Dataset entries
=== Section Start ===

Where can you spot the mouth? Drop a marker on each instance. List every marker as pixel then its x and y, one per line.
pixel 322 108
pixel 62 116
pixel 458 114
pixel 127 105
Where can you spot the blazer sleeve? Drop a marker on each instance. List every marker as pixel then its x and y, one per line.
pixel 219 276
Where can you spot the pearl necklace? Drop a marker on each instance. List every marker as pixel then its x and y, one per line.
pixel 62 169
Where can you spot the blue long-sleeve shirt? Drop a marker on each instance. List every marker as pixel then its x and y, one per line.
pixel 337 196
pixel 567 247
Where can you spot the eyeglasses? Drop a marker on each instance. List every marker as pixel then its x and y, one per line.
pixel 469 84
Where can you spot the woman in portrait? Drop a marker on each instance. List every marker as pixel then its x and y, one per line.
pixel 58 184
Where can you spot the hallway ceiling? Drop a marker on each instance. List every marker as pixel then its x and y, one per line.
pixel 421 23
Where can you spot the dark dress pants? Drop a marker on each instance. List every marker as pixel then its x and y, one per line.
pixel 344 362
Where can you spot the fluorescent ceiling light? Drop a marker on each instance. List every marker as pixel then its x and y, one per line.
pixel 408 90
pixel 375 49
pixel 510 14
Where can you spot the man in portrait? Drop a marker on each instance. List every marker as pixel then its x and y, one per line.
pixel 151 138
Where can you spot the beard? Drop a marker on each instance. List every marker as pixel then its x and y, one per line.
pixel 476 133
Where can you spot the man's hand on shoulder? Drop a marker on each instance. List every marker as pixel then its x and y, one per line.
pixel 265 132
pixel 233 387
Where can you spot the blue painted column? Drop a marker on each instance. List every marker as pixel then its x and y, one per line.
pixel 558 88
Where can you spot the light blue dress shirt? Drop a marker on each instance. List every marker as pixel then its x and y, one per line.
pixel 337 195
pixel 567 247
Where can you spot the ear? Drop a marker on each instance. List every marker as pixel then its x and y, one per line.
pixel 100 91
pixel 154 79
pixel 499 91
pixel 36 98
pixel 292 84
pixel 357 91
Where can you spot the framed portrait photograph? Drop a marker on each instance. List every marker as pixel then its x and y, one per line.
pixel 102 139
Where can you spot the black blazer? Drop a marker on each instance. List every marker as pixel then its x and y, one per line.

=== Section End ===

- **What the exercise asks**
With nothing added or left out, print the data again.

- **Exercise answer**
Where can you spot the mouth? Drop a marker on each instance. List every marker as pixel then its x and y, one per line.
pixel 322 108
pixel 62 116
pixel 458 114
pixel 127 105
Where can you spot the blazer sleeve? Drop a marker on each instance. List every marker as pixel then its x and y, one per line.
pixel 219 276
Where can you spot the pearl necklace? Drop a marker on each instance. List every marker as pixel then its x and y, one per line.
pixel 62 169
Where can you spot the blue long-sleeve shirt? Drop a marker on each instance. List every marker as pixel then its x and y, one per line.
pixel 337 196
pixel 567 247
Where can you spot the eyeglasses? Drop a marker on each instance. List every marker as pixel then its x and y, one per line.
pixel 469 84
Where can you spot the woman in portrait? Drop a marker on each instance. List every marker as pixel then its x and y, one per line.
pixel 58 184
Where can you spot the hallway ceiling? Drop a marker on each instance. List every marker as pixel then its x and y, one per line.
pixel 421 23
Where can you spot the dark dress pants? Drop a marker on each instance. List every marker as pixel then its x and y, one per line.
pixel 344 362
Where can you spot the fluorescent ceiling light? Drop a marker on each instance. List every marker as pixel then its x and y, one per line.
pixel 408 90
pixel 375 49
pixel 510 14
Where can you spot the man in portrait? Drop a marker on each instance. List every marker as pixel then its x and y, one per line.
pixel 151 138
Where can you spot the beard? Drop a marker on each instance. List every marker as pixel then its x and y, one per line.
pixel 476 133
Where can you spot the man's hand on shoulder? Drop a marker on each instance. List every marker as pixel then its x and y, one per line.
pixel 265 132
pixel 233 387
Where can you spot the blue painted column? Drop a marker on each instance. List every marker as pixel then its x and y, one per line.
pixel 558 88
Where can you spot the light blue dress shirt? Drop a marker on each instance. List every marker as pixel then its x and y, one per line.
pixel 337 195
pixel 567 247
Where can you spot the ear? Drop a marker on each instance. List every marker as pixel then its x and y, one per line.
pixel 100 91
pixel 154 79
pixel 499 91
pixel 36 98
pixel 292 84
pixel 357 91
Where can you spot the framed portrait photograph? Drop a marker on each instance. List every marker as pixel then its x and y, one per line.
pixel 102 139
Where can you spot the black blazer? Drop a marker on each instance. List every marker as pixel then its x and y, one per line.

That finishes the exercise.